Exercise requirements
Offset every x and y coordinate by adding 121 to it, and write out again every line from the one containing "point: white cloud" through the one containing "point: snow-covered ground", both included. Keep all other text in these lines unchanged, and leave out every line outside this range.

Dataset extract
——————————

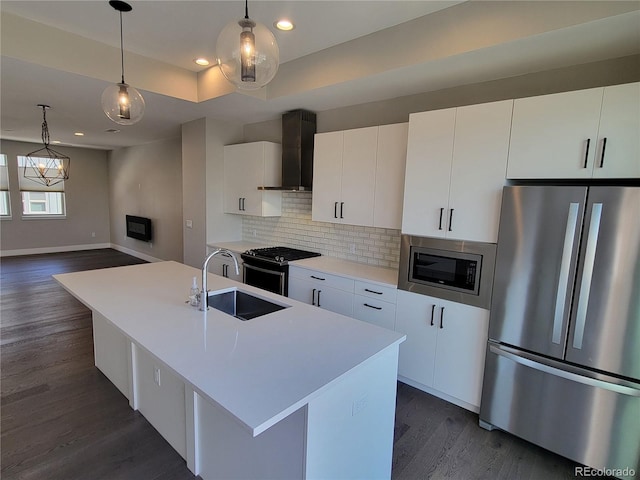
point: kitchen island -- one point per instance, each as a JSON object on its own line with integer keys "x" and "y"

——————————

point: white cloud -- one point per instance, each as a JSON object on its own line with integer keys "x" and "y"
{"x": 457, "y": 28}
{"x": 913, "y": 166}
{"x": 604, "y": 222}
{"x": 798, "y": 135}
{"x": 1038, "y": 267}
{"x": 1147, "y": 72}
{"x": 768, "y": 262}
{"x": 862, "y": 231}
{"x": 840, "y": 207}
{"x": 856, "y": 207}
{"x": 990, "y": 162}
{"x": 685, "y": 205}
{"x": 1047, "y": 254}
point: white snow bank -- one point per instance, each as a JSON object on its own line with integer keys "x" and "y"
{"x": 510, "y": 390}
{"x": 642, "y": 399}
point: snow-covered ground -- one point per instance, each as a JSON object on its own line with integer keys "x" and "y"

——————————

Output for this task
point: white cloud -- one point per instance, each as a JSON object on its own line with integer keys "x" and "y"
{"x": 578, "y": 149}
{"x": 1034, "y": 287}
{"x": 725, "y": 343}
{"x": 919, "y": 256}
{"x": 1159, "y": 388}
{"x": 1268, "y": 193}
{"x": 889, "y": 383}
{"x": 983, "y": 352}
{"x": 961, "y": 328}
{"x": 977, "y": 328}
{"x": 1111, "y": 283}
{"x": 806, "y": 326}
{"x": 1168, "y": 375}
point: white snow bank -- one point per instance, each as a JSON object on its own line with integer keys "x" and "y"
{"x": 631, "y": 511}
{"x": 763, "y": 520}
point: snow-covered ground -- one point per instance, each as a JSON object on its own line with integer keys "x" and "y"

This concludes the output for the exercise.